__Короткое задание a__:
Ответьте по отрывку о Габриэле Мистраль:
(i) Какие четыре поэтических сборника поэтессы в нем перечислены?
(ii) В каком издательстве вышло первое Полное собрание ее сочинений?
(iii) В каком году нашли ее любовные письма и кому они были адресованы?

== Отрывок ==

Элла Брагинская о творчестве Габриэлы Мистраль
fem_books — 28.04.2021
"Прошло более ста лет со дня рождения великой чилийской поэтессы
Габриэлы Мистраль. О ней написано немало книг и множество статей,
опубликованы ее переписка с ярчайшими деятелями американской и
европейской культуры, воспоминания ее друзей и недругов, изданы и
переизданы ее четыре поэтических сборника — «Отчаяние», «Нежность»,
«Тала» и «Давильня», посмертно вышли ее Полные собрания сочинений
(первое — в Мадриде, в крупнейшем издательстве «Агиляр») и «Поэма о
Чили». Напечатана значительная часть ее великолепной прозы.
Наконец, в 1978 г. — и это стало настоящей сенсацией! — были
обнаружены и, разумеется, тотчас напечатаны любовные письма
Габриэлы Мистраль к чилийскому поэту Мануэлю Магальянесу Моуре.

===

__Короткое задание b__: Перепишите строки, начиная со строки, где есть «of the window», и заканчивая последней из строк, и замените в них «sample» на «template». Все остальное оставьте как есть.

== Строки для обработки ==

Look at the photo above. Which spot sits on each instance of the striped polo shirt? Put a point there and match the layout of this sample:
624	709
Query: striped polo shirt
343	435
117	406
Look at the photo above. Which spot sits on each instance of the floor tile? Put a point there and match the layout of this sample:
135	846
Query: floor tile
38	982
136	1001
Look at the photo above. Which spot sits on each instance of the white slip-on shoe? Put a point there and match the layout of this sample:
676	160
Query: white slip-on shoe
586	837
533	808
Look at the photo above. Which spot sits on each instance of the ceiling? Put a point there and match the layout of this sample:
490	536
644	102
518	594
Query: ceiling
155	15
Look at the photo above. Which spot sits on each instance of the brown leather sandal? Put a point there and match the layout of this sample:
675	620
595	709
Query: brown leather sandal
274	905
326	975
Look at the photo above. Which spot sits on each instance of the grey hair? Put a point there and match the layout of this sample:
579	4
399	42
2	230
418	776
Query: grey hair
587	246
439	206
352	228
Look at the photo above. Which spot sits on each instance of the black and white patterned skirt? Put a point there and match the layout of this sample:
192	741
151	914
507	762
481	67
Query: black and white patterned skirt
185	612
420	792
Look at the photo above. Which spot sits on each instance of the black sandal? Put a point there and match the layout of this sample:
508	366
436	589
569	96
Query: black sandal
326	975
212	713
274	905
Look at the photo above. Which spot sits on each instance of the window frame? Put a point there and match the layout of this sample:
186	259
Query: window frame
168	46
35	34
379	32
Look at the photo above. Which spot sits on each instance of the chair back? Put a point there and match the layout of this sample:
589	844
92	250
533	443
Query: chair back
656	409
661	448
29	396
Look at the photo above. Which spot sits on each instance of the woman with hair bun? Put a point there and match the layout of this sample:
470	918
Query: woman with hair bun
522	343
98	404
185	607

===

__Полное решение a__:
(i) «Отчаяние», «Нежность», «Тала» и «Давильня».
(ii) В крупнейшем мадридском издательстве «Агиляр».
(iii) В 1978 г.; чилийскому поэту Мануэлю Магальянесу Моуре.

__Полное решение b__:
Look at the photo above. Which spot sits on each instance of the window frame? Put a point there and match the layout of this template:
186	259
Query: window frame
168	46
35	34
379	32
Look at the photo above. Which spot sits on each instance of the chair back? Put a point there and match the layout of this template:
589	844
92	250
533	443
Query: chair back
656	409
661	448
29	396
Look at the photo above. Which spot sits on each instance of the woman with hair bun? Put a point there and match the layout of this template:
470	918
Query: woman with hair bun
522	343
98	404
185	607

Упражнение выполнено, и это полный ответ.